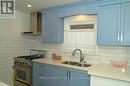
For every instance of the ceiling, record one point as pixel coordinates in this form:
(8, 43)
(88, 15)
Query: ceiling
(39, 4)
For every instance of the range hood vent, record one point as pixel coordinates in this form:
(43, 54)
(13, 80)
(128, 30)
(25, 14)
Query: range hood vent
(36, 23)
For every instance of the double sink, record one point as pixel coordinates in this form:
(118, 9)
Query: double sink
(76, 63)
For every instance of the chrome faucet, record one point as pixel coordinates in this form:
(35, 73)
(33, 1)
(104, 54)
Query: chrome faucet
(81, 54)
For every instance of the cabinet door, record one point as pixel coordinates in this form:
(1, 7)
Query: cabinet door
(53, 28)
(59, 76)
(108, 25)
(79, 78)
(126, 23)
(41, 74)
(34, 74)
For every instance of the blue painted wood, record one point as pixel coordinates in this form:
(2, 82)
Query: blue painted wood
(41, 75)
(48, 75)
(79, 78)
(126, 23)
(108, 25)
(52, 28)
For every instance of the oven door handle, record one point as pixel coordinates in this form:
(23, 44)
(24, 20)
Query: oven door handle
(13, 67)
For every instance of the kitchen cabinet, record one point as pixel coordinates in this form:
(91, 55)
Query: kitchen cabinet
(52, 27)
(48, 75)
(59, 76)
(102, 81)
(113, 27)
(41, 75)
(125, 24)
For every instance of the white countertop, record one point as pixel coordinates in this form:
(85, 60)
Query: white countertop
(102, 69)
(109, 71)
(3, 84)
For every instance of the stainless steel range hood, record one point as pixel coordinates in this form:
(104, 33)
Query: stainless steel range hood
(36, 21)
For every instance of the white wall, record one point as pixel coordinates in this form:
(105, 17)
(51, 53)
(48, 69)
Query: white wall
(11, 43)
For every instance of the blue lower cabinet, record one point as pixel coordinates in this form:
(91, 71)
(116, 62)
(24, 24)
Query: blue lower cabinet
(48, 75)
(41, 75)
(79, 78)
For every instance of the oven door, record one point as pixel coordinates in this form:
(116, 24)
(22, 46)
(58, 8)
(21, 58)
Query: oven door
(17, 83)
(23, 74)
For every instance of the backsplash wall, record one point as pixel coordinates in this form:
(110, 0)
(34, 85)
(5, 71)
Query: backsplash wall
(12, 44)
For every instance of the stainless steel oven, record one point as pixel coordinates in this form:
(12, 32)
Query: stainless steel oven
(17, 83)
(22, 69)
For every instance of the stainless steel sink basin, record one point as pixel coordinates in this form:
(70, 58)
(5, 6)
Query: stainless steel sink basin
(76, 63)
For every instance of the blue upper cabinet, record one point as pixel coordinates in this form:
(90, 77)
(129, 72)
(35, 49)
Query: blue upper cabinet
(125, 39)
(52, 27)
(108, 25)
(113, 25)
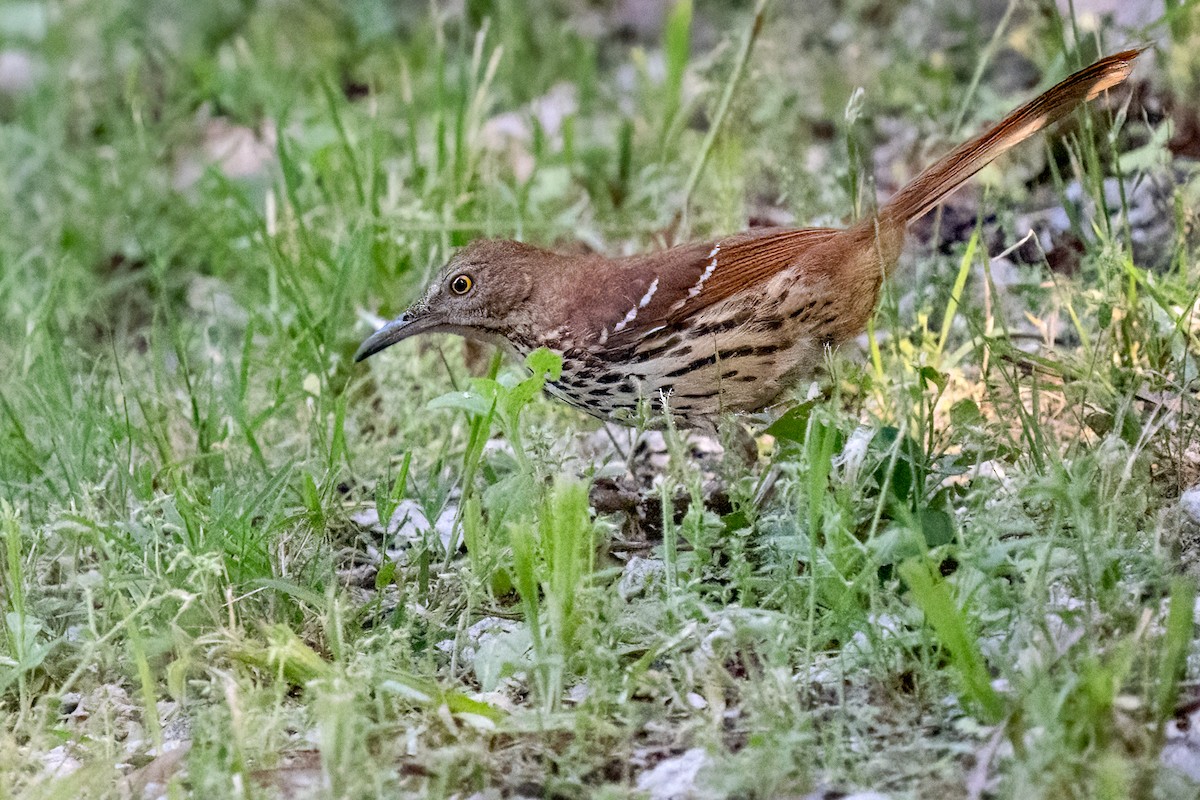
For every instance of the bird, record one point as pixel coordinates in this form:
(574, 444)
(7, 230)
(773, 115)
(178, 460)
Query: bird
(702, 329)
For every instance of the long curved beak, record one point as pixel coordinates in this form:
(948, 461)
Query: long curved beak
(395, 331)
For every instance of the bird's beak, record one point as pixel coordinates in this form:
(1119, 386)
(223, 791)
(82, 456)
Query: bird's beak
(395, 331)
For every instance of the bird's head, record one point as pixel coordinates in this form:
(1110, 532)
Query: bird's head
(480, 294)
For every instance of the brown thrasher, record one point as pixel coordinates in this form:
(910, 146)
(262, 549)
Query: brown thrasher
(717, 326)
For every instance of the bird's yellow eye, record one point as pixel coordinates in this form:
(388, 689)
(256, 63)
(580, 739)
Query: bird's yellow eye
(461, 284)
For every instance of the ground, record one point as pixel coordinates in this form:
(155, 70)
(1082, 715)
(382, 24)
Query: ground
(959, 563)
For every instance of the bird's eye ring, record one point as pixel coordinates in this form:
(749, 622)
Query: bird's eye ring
(461, 284)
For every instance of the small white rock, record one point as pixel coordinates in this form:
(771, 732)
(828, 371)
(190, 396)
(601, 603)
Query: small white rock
(673, 779)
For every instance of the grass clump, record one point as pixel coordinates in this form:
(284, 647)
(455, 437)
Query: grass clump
(237, 564)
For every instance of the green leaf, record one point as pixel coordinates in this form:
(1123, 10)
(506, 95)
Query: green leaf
(965, 413)
(936, 525)
(930, 376)
(793, 425)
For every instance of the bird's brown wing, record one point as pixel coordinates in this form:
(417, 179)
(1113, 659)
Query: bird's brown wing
(665, 288)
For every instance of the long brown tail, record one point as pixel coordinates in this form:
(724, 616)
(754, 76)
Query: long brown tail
(929, 188)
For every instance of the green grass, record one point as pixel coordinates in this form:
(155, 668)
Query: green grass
(960, 555)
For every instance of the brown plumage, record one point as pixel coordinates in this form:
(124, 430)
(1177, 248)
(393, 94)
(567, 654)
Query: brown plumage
(700, 329)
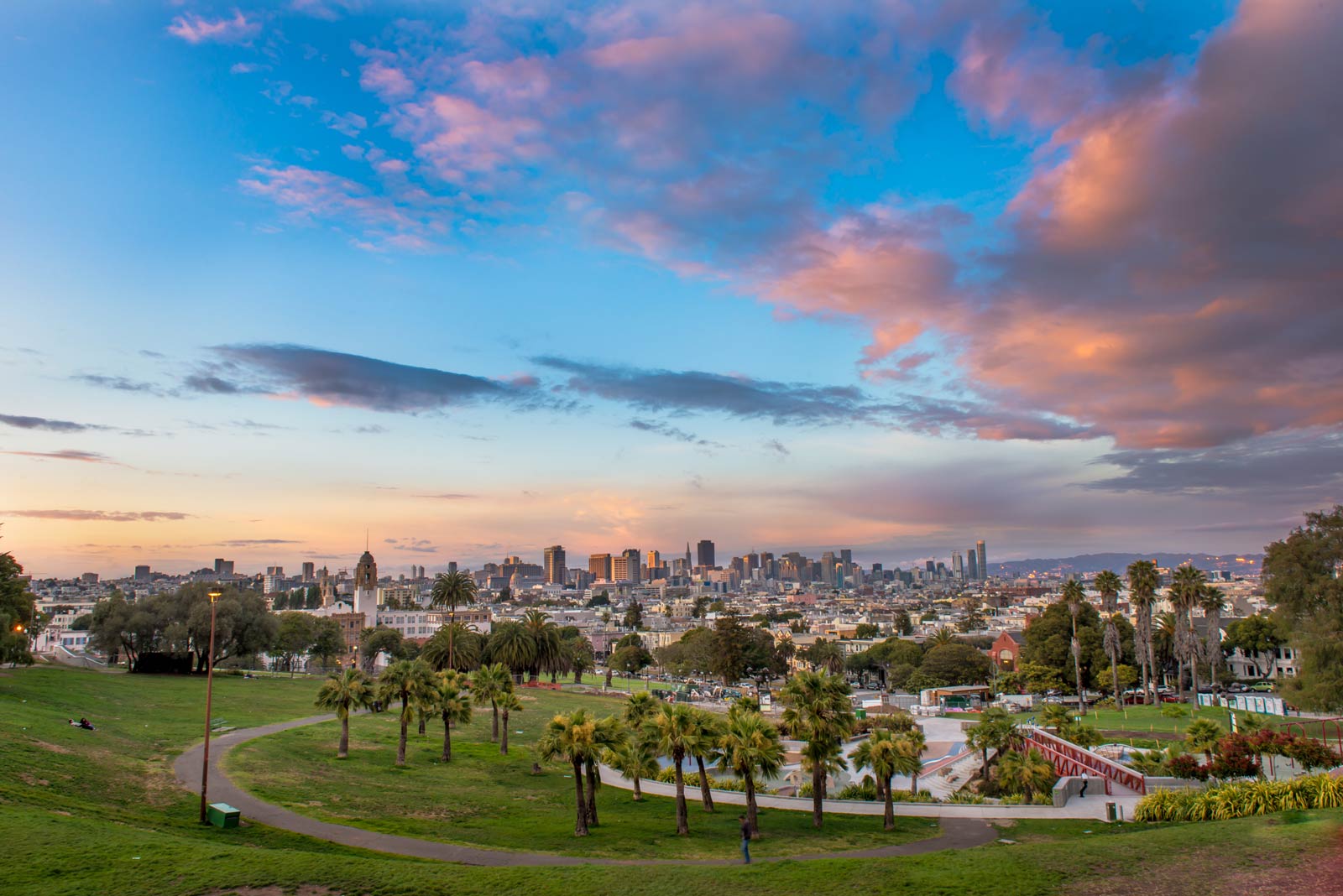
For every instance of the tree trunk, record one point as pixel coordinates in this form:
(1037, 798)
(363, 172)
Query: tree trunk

**Written problem**
Reproduce everything from the line containing "For every instance of the bird's yellow" down through the end of the records above, leaving the pictures out.

**Task answer**
For every instance of the bird's yellow eye, record one point as pixel coordinates in this form:
(388, 689)
(256, 63)
(580, 739)
Query: bird's yellow eye
(461, 284)
For every instance of the ground, record one point as pixel coordinates in this form:
(155, 70)
(1082, 715)
(382, 24)
Query: ground
(959, 563)
For every instance of the bird's eye ring, record one point as pixel coordinates in this form:
(749, 622)
Query: bird's eye ring
(461, 284)
For every instance of the small white rock, record one point as pixel coordinates in this form:
(771, 732)
(828, 371)
(190, 396)
(601, 603)
Query: small white rock
(673, 779)
For every instance of the grass clump, record one point as pixel coordinates in this form:
(284, 647)
(455, 437)
Query: grass clump
(237, 564)
For every instance of the green leaf, record one point as pixel coordinates in this form:
(1123, 10)
(506, 95)
Query: green leaf
(965, 413)
(936, 525)
(930, 376)
(793, 425)
For every instance of the bird's brown wing, record one point as pixel coordinates in this form:
(417, 179)
(1113, 659)
Query: bird's brown wing
(665, 288)
For every instance of the long brown tail, record one point as pixel coordinates in this form:
(724, 616)
(754, 76)
Query: long brown tail
(929, 188)
For every instance of the green grass, record one point as pixel coordinates in this form:
(155, 668)
Query: green grass
(960, 555)
For every instance of the brown plumage, record one point as pixel coordinates in this form:
(124, 430)
(1177, 248)
(393, 94)
(567, 654)
Query: brown plumage
(700, 329)
For every instance of the tree trunk, record one point as pixel coordinates in this form:
(1037, 798)
(363, 172)
Query: tree trunk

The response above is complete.